** Records shown follows **

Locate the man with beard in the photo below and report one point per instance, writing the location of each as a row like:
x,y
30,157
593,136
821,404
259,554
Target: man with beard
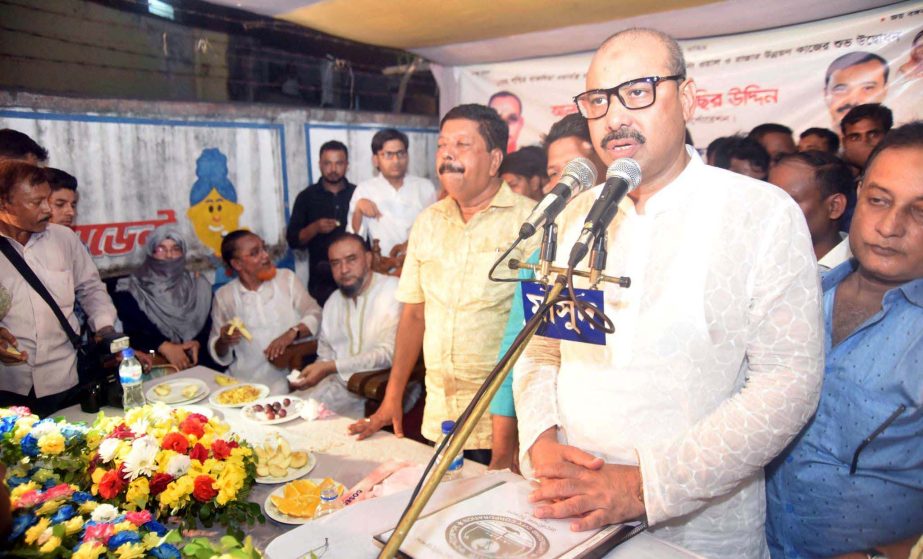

** End of Records shown **

**Work request:** Your task is to restate every record word for word. Omit all pictures.

**Your response:**
Locate the man with beard in the photo below and report one point per instance, writing the location of each as a row like:
x,y
30,157
593,136
821,404
259,554
Target: man with beard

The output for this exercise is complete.